- _Task goal_
Copy every row below in full, requests included, and shift each coordinate in the answer points by -117. Leave the numbers in the requests and their format samples unchanged, and omit the pictures.

- _Dataset rows_
****
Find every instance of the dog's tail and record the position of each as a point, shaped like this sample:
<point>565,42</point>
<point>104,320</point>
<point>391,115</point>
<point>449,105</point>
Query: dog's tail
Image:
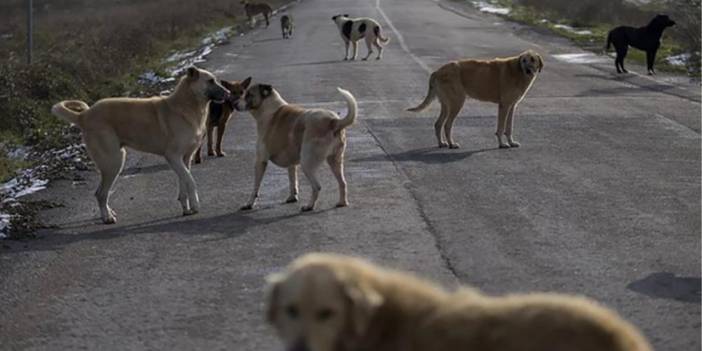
<point>380,36</point>
<point>70,110</point>
<point>351,115</point>
<point>431,95</point>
****
- _Complete response_
Find every instance of the dog's tail and record the position of each as a point, shaped like this sample:
<point>565,42</point>
<point>104,320</point>
<point>391,115</point>
<point>449,105</point>
Query: dog's tail
Image:
<point>263,-81</point>
<point>-47,-7</point>
<point>234,-2</point>
<point>314,-22</point>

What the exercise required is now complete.